(Dataset entries)
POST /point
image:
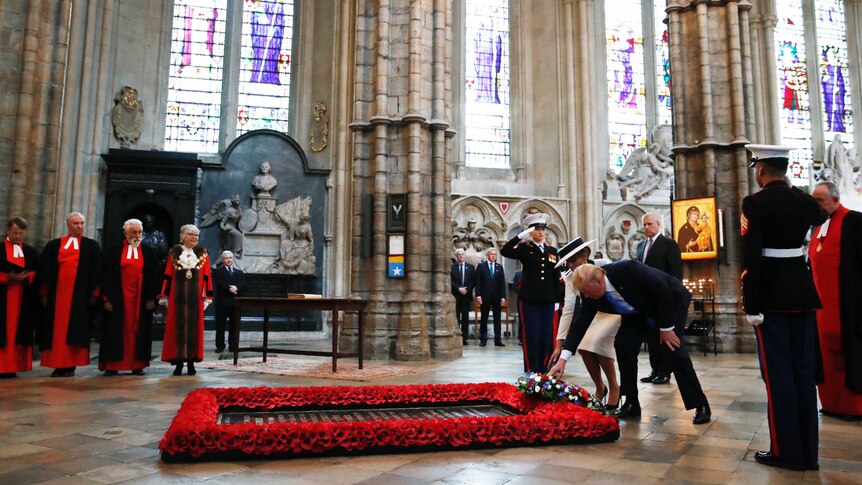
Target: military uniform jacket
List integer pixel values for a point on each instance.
(540, 282)
(777, 217)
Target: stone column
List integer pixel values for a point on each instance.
(401, 145)
(712, 93)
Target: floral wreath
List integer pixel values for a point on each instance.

▸ **Task brief**:
Your answer should be each line of the data that contains the word "Target", copied as it stands.

▸ **Exercise response**:
Target: military uniform jacket
Target: stone column
Target: floral wreath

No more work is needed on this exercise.